[Saved entries]
>>>>>
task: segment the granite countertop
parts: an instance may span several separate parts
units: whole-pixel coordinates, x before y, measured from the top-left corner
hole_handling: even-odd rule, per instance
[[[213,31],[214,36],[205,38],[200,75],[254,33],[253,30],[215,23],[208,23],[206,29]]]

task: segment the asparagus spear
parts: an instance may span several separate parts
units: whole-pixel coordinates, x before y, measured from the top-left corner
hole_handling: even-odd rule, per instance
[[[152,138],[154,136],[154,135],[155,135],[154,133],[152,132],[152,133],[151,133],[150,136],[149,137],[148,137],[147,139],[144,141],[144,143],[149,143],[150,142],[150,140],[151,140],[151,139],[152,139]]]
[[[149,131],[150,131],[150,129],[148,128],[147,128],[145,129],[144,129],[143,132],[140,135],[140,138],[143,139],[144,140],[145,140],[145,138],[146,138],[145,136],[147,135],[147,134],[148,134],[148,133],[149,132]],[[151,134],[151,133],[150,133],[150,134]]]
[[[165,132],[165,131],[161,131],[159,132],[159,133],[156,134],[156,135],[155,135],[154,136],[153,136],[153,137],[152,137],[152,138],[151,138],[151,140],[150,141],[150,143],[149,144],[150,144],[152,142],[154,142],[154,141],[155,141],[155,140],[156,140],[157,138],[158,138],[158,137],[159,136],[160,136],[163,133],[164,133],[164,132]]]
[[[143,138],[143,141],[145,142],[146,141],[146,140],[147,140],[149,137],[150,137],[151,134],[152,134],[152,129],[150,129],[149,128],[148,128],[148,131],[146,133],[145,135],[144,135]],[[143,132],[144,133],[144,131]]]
<<<<<
*Written task*.
Print every line of the saved entries above verbatim.

*Output of the task*.
task: segment the granite countertop
parts: an instance may span several separate parts
units: whole-pixel coordinates, x before y, measured from the top-left corner
hole_handling: even-odd rule, per instance
[[[213,31],[214,36],[205,38],[200,75],[254,33],[253,30],[215,23],[208,23],[206,29]]]

task: segment the asparagus spear
parts: an instance may span several separate parts
units: whole-pixel coordinates, x before y, measured from the top-left corner
hole_handling: even-odd rule, per instance
[[[152,138],[154,136],[154,135],[155,135],[154,133],[152,132],[152,133],[151,133],[150,136],[149,137],[148,137],[147,139],[144,141],[144,143],[149,143],[150,142],[150,140],[151,140],[151,139],[152,139]]]
[[[149,131],[150,131],[150,129],[148,128],[147,128],[145,129],[144,129],[143,132],[140,135],[140,138],[143,139],[144,140],[145,140],[145,138],[146,138],[145,136],[147,135],[147,134],[148,134],[148,133],[149,132]],[[151,134],[151,133],[150,133],[150,134]]]
[[[165,132],[165,131],[161,131],[159,132],[159,133],[156,134],[156,135],[155,135],[154,136],[153,136],[153,137],[152,137],[152,138],[151,138],[151,140],[150,141],[150,143],[149,144],[150,144],[152,142],[154,142],[154,141],[155,141],[155,140],[156,140],[157,138],[158,138],[158,137],[159,136],[160,136],[163,133],[164,133],[164,132]]]
[[[143,138],[143,141],[145,142],[146,141],[146,140],[147,140],[149,137],[150,137],[151,134],[152,134],[152,129],[150,129],[149,128],[148,128],[148,131],[146,133],[145,135],[144,135]],[[143,132],[144,133],[144,131]]]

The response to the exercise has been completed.